──────── Document ────────

Listing URL Scraper

A TypeScript scraper designed to extract property listing URLs from webpages, specifically optimized for Zillow-style property listings.

Files

scraper.ts - Main scraper functions and utilities
scraper-api.ts - HTTP API endpoint for the scraper
test-scraper.ts - Test file with sample usage
README.md - This documentation

Features

Extracts listing URLs and addresses from HTML content
Handles both absolute and relative URLs
Includes proper error handling and validation
Provides both programmatic API and HTTP endpoint
User-Agent spoofing to avoid bot detection

Usage

Programmatic Usage

import { scrapeListingUrls, getListingUrls } from "./scraper.ts";

// Get full listing data (URL + address)
const listings = await scrapeListingUrls("https://www.zillow.com/san-francisco-ca/");
console.log(listings);
// Output: [{ url: "https://...", address: "123 Main St..." }, ...]

// Get just the URLs
const urls = await getListingUrls("https://www.zillow.com/san-francisco-ca/");
console.log(urls);
// Output: ["https://www.zillow.com/homedetails/...", ...]

HTTP API Usage

The scraper is also available as an HTTP endpoint:

GET Request (Test with sample data):

curl https://your-val-town-url.web.val.run

POST Request (Scrape a real URL):

curl -X POST https://your-val-town-url.web.val.run \
  -H "Content-Type: application/json" \
  -d '{"url": "https://www.zillow.com/san-francisco-ca/"}'

HTML Pattern Matching

The scraper looks for HTML elements matching this pattern:

<a href="[URL]" data-test="property-card-link" [other-attributes]>
  <address>[ADDRESS]</address>
</a>

It uses flexible regex patterns to handle variations in:

Attribute order
CSS classes
Whitespace
Relative vs absolute URLs

Functions

`scrapeListingUrls(url: string): Promise<ListingData[]>`

Main function that fetches a webpage and extracts all listing URLs and addresses.

`parseListingUrls(html: string): ListingData[]`

Parses HTML content to extract listing data without making HTTP requests.

`getListingUrls(url: string): Promise<string[]>`

Convenience function that returns just the URLs as an array of strings.

`validateUrls(urls: string[]): string[]`

Utility function to filter out invalid URLs.

Error Handling

The scraper includes comprehensive error handling for:

Network failures
Invalid HTML
Missing elements
Malformed URLs

Rate Limiting & Ethics

When scraping websites:

Be respectful of rate limits
Check robots.txt
Consider the website's terms of service
Add delays between requests for large-scale scraping
Use appropriate User-Agent headers

Example Output

{
  "success": true,
  "count": 2,
  "listings": [
    {
      "url": "https://www.zillow.com/homedetails/1020-Pierce-St-A-San-Francisco-CA-94115/2113064552_zpid/",
      "address": "1020 Pierce St #A, San Francisco, CA 94115"
    },
    {
      "url": "https://www.zillow.com/homedetails/456-Oak-St-San-Francisco-CA-94102/123456789_zpid/",
      "address": "456 Oak St, San Francisco, CA 94102"
    }
  ]
}

────────

> [Directions for this task]: In the scraper documentation, which function extracts listing data from HTML without making HTTP requests?

──────── Data rows ────────

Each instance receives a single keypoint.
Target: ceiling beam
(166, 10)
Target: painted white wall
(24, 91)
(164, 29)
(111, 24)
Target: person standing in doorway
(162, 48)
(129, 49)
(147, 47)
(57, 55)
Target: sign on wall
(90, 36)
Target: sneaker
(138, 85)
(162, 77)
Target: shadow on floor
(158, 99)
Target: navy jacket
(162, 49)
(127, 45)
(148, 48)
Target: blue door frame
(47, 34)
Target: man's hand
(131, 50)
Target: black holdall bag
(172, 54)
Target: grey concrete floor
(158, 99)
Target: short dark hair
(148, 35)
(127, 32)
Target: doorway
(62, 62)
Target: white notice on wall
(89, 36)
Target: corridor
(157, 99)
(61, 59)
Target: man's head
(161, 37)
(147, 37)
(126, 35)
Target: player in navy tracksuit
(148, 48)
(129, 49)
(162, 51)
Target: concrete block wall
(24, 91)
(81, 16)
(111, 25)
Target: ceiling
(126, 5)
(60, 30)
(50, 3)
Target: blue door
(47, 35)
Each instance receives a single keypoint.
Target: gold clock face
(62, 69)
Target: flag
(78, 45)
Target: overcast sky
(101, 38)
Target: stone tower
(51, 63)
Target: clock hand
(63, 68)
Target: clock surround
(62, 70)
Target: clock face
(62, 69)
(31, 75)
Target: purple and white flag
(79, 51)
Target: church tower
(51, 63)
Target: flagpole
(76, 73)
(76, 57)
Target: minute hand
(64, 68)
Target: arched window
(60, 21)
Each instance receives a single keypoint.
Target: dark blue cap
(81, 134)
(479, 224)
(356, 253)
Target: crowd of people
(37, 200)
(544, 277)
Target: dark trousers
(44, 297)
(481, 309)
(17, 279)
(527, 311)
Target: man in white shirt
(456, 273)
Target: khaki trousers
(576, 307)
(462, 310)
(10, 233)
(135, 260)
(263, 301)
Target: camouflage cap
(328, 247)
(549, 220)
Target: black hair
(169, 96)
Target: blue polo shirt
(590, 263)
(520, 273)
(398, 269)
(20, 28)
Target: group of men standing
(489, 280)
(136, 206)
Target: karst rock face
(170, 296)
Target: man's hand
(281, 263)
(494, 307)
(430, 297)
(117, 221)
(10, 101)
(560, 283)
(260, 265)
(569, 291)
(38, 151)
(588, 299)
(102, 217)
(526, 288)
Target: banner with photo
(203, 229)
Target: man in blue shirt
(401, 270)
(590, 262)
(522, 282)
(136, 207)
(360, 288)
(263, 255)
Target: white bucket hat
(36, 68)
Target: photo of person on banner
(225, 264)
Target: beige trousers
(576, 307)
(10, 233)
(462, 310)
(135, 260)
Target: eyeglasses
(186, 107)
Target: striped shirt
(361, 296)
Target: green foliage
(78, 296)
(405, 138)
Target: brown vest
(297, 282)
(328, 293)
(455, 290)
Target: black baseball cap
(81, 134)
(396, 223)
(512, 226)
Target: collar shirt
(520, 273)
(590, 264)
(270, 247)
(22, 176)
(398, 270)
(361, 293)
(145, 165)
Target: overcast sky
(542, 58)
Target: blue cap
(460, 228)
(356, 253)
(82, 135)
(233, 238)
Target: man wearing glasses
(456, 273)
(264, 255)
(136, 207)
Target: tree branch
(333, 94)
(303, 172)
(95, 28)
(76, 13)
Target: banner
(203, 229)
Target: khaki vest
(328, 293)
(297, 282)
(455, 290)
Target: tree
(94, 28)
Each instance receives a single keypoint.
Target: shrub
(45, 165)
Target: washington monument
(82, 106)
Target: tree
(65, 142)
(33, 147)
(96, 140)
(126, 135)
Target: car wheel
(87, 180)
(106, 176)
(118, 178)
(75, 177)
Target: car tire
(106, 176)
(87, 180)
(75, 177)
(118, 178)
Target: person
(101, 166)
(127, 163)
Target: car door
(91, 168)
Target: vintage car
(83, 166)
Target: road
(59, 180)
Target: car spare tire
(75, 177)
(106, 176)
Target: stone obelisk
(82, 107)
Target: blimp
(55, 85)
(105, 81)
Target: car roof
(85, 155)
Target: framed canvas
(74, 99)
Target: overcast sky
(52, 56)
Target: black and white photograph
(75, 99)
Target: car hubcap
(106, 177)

────────

> [Solution to the problem]: `parseListingUrls(html: string): ListingData[]`